— TASK REQUIREMENTS —
Print the part of the blood feud article below, starting with "The Hatfield and McCoy feud, at" and going on through "affair ended badly.", word for word.

— PAGE EXTRACT —
# # # #

From a distance, a blood feud—in which two families commit to decades of mutual hate and revenge killing—seems like a form of madness. In America, it became a famous bit of our early history through its appearance in literature; or did it make it into literature because it was so famous?
The Hatfield and McCoy feud, at the end of the 19th century, in the back country of West Virginia and Kentucky, though lasting only 13 years, entered American folklore as an example of over the top, irrational infighting. On the right, Randolph McCoy, whose brother Harmon’s death was blamed on Jim Vance, the uncle of the man on the left, Devil Anse Hatfield. The feud was fueled by the Hatfields fighting for the Confederacy and the McCoy’s for the Union; by the matter of a stolen pig; and by star-crossed lovers from the two families whose affair ended badly.
There is some academic controversy about whether the feud may have inspired chapter XIX in Huckleberry Finn, in which Huckleberry falls in with the Grangerford family who are engaged in a 30-year blood feud with the Sheperdsons. The chapter feels endless, irritating the reader and thus perhaps driving home the irrationality of circular revenge killing. As the Hatfield and McCoy feud took place between 1878 and 1896, and Twain published his novel in 1884, it is possible that the feuding Appalachians found their way into a great American novel.
Ben Click, Chair of the English Department of St. Mary’s College of Maryland, offered a conflicting explanation, when I wrote to ask him. He mentioned as more convincing the feud between another warring family, the Darnalls and Watsons. Most intriguing is his pointing to Twain’s having “first discussed feuds in his travel book, Life on the Mississippi, suggesting that the Kentucky-Tennessee border was the area of the South where feuds “flourished more briskly” than anywhere else. Apparently this kind of crazy revenge warring was a regional peculiarity.
A recent discovery may shed light on the famous feud: an inherited disease, Von Hippel disease, runs in the McCoy line and predisposes the sufferers to shortness of temper and impulsivity.
But short of a genetic proclivity, why are some conflicts taken up by whole families and carried on for generations (like the Montagues and Capulets)? And more importantly, perhaps, why do they stop?

# # # #

— INFORMATION —
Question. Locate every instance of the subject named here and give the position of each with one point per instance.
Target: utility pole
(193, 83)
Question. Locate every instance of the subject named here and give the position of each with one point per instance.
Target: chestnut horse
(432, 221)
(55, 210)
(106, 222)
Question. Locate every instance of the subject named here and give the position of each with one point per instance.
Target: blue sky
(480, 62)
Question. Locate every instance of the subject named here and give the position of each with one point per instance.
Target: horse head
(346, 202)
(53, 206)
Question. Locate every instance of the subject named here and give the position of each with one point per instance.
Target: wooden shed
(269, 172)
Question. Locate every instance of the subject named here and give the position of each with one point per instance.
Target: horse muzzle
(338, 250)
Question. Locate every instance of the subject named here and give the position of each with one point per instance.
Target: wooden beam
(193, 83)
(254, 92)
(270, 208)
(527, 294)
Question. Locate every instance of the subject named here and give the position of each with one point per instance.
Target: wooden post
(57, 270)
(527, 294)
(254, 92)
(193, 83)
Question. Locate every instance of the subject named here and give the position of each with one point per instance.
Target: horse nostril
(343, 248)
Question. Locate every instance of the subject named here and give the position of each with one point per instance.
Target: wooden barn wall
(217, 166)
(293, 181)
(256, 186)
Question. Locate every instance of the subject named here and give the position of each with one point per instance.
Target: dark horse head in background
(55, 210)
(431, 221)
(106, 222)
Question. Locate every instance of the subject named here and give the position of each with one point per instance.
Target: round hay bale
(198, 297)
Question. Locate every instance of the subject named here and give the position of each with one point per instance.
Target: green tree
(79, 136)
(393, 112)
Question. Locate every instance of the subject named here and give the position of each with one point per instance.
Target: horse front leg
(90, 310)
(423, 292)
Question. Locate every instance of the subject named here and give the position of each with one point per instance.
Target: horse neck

# # # #

— ANSWER TO THIS TASK —
The Hatfield and McCoy feud, at the end of the 19th century, in the back country of West Virginia and Kentucky, though lasting only 13 years, entered American folklore as an example of over the top, irrational infighting. On the right, Randolph McCoy, whose brother Harmon’s death was blamed on Jim Vance, the uncle of the man on the left, Devil Anse Hatfield. The feud was fueled by the Hatfields fighting for the Confederacy and the McCoy’s for the Union; by the matter of a stolen pig; and by star-crossed lovers from the two families whose affair ended badly.